BEGIN
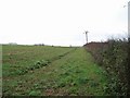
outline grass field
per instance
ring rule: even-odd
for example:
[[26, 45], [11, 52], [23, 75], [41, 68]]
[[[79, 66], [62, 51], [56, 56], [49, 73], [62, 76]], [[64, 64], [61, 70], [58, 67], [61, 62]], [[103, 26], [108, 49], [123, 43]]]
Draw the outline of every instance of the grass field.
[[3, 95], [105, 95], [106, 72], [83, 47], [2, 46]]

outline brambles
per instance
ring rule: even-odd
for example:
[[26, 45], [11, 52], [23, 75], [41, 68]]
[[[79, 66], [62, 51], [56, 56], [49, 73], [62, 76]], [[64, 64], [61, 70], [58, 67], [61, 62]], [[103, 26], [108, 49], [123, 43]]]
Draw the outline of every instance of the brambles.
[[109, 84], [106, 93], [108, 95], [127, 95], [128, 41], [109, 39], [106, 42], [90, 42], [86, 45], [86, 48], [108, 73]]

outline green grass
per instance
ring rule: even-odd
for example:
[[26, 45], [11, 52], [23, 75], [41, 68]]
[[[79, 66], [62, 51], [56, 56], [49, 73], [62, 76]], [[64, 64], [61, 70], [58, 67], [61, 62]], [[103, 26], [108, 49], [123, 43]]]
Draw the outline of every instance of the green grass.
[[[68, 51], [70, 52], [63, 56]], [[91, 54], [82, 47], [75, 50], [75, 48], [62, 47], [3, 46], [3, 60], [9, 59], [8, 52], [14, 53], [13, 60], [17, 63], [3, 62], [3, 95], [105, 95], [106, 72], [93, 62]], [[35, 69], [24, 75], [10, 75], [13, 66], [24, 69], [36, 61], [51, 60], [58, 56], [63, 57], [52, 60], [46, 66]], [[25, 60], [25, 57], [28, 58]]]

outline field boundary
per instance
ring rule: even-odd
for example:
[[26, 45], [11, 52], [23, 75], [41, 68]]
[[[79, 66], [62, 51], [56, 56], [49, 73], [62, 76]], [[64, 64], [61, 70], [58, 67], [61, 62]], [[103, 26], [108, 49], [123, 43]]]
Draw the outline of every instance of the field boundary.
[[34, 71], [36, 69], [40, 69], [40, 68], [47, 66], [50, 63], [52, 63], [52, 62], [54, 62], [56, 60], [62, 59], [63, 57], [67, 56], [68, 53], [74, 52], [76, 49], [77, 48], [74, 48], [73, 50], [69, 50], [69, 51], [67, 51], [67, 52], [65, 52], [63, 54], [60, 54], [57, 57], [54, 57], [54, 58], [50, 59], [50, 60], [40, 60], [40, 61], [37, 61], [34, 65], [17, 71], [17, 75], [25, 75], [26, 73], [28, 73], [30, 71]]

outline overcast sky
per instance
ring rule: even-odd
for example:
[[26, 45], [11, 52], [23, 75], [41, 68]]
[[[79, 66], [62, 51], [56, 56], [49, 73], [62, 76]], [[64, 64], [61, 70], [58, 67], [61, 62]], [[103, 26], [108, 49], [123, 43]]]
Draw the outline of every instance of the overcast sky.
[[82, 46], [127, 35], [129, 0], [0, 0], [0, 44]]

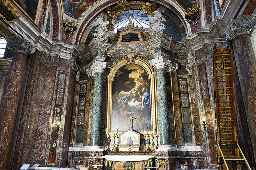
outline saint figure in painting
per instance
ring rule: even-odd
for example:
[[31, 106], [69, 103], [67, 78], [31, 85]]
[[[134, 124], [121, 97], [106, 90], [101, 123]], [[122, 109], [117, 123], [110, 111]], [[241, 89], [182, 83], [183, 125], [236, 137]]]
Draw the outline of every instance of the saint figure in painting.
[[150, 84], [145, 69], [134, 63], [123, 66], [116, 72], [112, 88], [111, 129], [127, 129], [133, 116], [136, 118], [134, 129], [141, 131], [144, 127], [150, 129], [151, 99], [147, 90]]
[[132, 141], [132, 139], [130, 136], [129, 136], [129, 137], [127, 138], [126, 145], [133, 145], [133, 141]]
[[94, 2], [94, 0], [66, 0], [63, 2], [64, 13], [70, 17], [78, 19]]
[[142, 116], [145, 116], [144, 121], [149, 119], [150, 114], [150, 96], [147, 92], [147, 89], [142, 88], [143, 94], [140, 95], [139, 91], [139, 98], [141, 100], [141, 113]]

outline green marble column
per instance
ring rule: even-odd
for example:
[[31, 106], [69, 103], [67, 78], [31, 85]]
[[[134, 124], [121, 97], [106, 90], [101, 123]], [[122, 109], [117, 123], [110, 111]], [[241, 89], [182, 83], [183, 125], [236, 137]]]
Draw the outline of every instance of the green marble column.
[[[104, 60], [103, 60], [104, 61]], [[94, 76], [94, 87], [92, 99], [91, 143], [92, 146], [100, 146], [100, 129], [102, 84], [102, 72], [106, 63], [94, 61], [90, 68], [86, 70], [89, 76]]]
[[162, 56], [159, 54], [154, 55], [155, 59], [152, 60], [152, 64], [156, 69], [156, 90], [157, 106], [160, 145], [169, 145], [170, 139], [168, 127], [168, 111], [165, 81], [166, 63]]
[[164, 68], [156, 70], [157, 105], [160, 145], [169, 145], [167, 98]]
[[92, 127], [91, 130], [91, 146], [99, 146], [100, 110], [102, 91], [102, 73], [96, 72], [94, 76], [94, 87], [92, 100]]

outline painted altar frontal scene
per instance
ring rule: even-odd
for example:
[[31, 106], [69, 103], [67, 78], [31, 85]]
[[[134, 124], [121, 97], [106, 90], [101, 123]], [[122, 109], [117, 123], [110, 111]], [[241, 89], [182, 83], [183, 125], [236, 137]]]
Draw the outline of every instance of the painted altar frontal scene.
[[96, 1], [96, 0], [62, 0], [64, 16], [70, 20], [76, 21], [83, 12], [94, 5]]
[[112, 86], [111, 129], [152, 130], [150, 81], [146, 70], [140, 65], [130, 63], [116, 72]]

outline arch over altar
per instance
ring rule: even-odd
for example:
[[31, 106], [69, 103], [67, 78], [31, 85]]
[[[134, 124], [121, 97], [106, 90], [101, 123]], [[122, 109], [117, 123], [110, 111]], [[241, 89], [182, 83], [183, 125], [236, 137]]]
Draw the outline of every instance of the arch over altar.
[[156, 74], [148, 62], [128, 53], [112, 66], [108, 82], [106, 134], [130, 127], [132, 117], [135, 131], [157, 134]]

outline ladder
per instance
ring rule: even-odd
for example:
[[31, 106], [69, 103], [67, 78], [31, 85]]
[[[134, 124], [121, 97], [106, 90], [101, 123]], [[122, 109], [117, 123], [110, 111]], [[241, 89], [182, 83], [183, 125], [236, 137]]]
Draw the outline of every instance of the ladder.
END
◆ WHAT THE TASK REQUIRES ◆
Write out every line of the entries above as a numbered list, skipping blank lines and leaving out the pictures.

◆ RESPONSE ◆
1. outline grass field
2. per instance
3. ring rule: even-odd
4. for example:
5. [[26, 45], [11, 52], [23, 75], [41, 68]]
6. [[[79, 66], [62, 51], [56, 56], [49, 73], [62, 76]], [[64, 64], [61, 70], [58, 67], [61, 62]], [[103, 26], [108, 49], [123, 43]]]
7. Draw the outline of every instance of the grass field.
8. [[3, 95], [105, 95], [106, 72], [83, 47], [2, 46]]
9. outline brambles
10. per instance
11. ring rule: even-odd
12. for example:
13. [[26, 45], [11, 52], [23, 75], [41, 68]]
14. [[[79, 66], [62, 51], [56, 56], [49, 73], [62, 76]], [[64, 64], [61, 70], [58, 67], [61, 62]], [[103, 26], [108, 49], [123, 43]]]
15. Draw the outline of every instance of the brambles.
16. [[109, 84], [106, 93], [108, 95], [127, 95], [128, 41], [109, 39], [106, 42], [90, 42], [86, 45], [86, 48], [108, 73]]
17. outline green grass
18. per instance
19. ring rule: even-odd
20. for example:
21. [[26, 45], [11, 52], [23, 75], [41, 68]]
22. [[[79, 66], [62, 51], [56, 56], [49, 73], [62, 76]], [[64, 64], [61, 70], [58, 67], [61, 62]], [[103, 26], [108, 49], [123, 43]]]
23. Draw the outline of every instance of the green grass.
24. [[[68, 51], [70, 52], [63, 56]], [[91, 54], [82, 47], [75, 50], [75, 48], [62, 47], [3, 46], [3, 60], [9, 59], [8, 52], [14, 53], [13, 60], [17, 63], [3, 62], [3, 95], [105, 95], [106, 72], [93, 62]], [[35, 69], [24, 75], [10, 75], [13, 66], [24, 69], [36, 61], [51, 60], [58, 56], [63, 57], [52, 60], [46, 66]], [[25, 60], [25, 57], [28, 58]]]
25. outline field boundary
26. per instance
27. ring rule: even-odd
28. for example:
29. [[26, 45], [11, 52], [23, 75], [41, 68]]
30. [[[79, 66], [62, 51], [56, 56], [49, 73], [62, 76]], [[64, 64], [61, 70], [58, 67], [61, 62]], [[103, 26], [108, 49], [123, 43]]]
31. Draw the outline of every instance of the field boundary.
32. [[34, 71], [36, 69], [40, 69], [40, 68], [47, 66], [50, 63], [52, 63], [52, 62], [54, 62], [56, 60], [62, 59], [63, 57], [67, 56], [68, 53], [74, 52], [76, 49], [77, 48], [74, 48], [73, 50], [69, 50], [69, 51], [67, 51], [67, 52], [65, 52], [63, 54], [60, 54], [57, 57], [54, 57], [54, 58], [50, 59], [50, 60], [40, 60], [40, 61], [37, 61], [34, 65], [17, 71], [17, 75], [25, 75], [26, 73], [28, 73], [30, 71]]
33. outline overcast sky
34. per instance
35. ring rule: even-odd
36. for example:
37. [[26, 45], [11, 52], [23, 75], [41, 68]]
38. [[[79, 66], [62, 51], [56, 56], [49, 73], [62, 76]], [[64, 64], [61, 70], [58, 67], [61, 62]], [[103, 26], [108, 49], [123, 43]]]
39. Draw the outline of every instance of the overcast sky.
40. [[82, 46], [127, 35], [129, 0], [0, 0], [0, 44]]
41. outline saint figure in painting
42. per instance
43. ring rule: even-odd
44. for example:
45. [[31, 106], [69, 103], [67, 78], [31, 85]]
46. [[[134, 124], [121, 97], [106, 90], [101, 123]], [[122, 109], [117, 123], [110, 111]], [[241, 89], [182, 83], [183, 125], [236, 137]]]
47. Draw the outline of every instance of the saint figure in painting.
48. [[150, 84], [145, 69], [134, 63], [123, 66], [116, 72], [112, 88], [111, 129], [127, 129], [133, 116], [136, 118], [134, 129], [141, 131], [144, 127], [150, 129], [151, 99], [147, 90]]
49. [[132, 141], [132, 139], [130, 136], [129, 136], [129, 137], [127, 138], [126, 145], [133, 145], [133, 141]]
50. [[94, 2], [94, 0], [66, 0], [63, 2], [64, 13], [70, 17], [78, 19]]
51. [[142, 116], [145, 116], [144, 121], [149, 119], [150, 114], [150, 96], [147, 92], [147, 89], [142, 88], [143, 94], [140, 95], [139, 91], [139, 98], [141, 100], [141, 113]]
52. outline green marble column
53. per instance
54. ring rule: even-odd
55. for example:
56. [[31, 106], [69, 103], [67, 78], [31, 85]]
57. [[[134, 124], [121, 97], [106, 90], [101, 123]], [[122, 109], [117, 123], [110, 111]], [[241, 89], [182, 83], [183, 125], [236, 137]]]
58. Draw the outline of every instance of the green marble column.
59. [[[104, 60], [103, 60], [104, 61]], [[94, 76], [94, 87], [92, 99], [91, 143], [92, 146], [100, 146], [100, 129], [102, 84], [102, 72], [106, 63], [94, 61], [90, 68], [86, 70], [89, 76]]]
60. [[162, 56], [159, 54], [154, 55], [155, 59], [152, 60], [152, 64], [156, 69], [156, 90], [157, 106], [160, 145], [169, 145], [170, 139], [168, 127], [168, 111], [165, 81], [166, 63]]
61. [[164, 68], [156, 70], [157, 105], [160, 145], [169, 145], [167, 98]]
62. [[92, 127], [91, 130], [91, 146], [99, 146], [100, 110], [102, 91], [102, 73], [96, 72], [94, 76], [94, 87], [92, 100]]
63. outline painted altar frontal scene
64. per instance
65. ring rule: even-odd
66. for example:
67. [[31, 106], [69, 103], [67, 78], [31, 85]]
68. [[[134, 124], [121, 97], [106, 90], [101, 123]], [[122, 109], [117, 123], [110, 111]], [[241, 89], [182, 83], [183, 125], [236, 137]]]
69. Draw the outline of every instance of the painted altar frontal scene.
70. [[96, 1], [96, 0], [62, 0], [64, 16], [70, 20], [76, 21], [83, 12], [94, 5]]
71. [[112, 86], [111, 129], [152, 130], [150, 81], [146, 70], [140, 65], [130, 63], [116, 72]]
72. outline arch over altar
73. per instance
74. ring rule: even-odd
75. for example:
76. [[31, 106], [69, 103], [67, 78], [31, 85]]
77. [[[134, 124], [121, 97], [106, 90], [101, 123]], [[122, 109], [117, 123], [110, 111]], [[241, 89], [182, 83], [183, 125], [236, 137]]]
78. Draw the outline of every instance of the arch over altar.
79. [[156, 74], [148, 62], [128, 53], [112, 66], [108, 82], [106, 134], [130, 127], [132, 117], [135, 131], [157, 134]]
80. outline ladder
81. per instance
82. ring rule: even-odd
83. for example:
84. [[31, 106], [69, 103], [67, 78], [31, 85]]
85. [[[134, 124], [121, 97], [106, 90], [101, 123]], [[122, 109], [117, 123], [110, 111]], [[241, 89], [182, 83], [183, 125], [236, 137]]]
86. Draw the outline of every instance of the ladder.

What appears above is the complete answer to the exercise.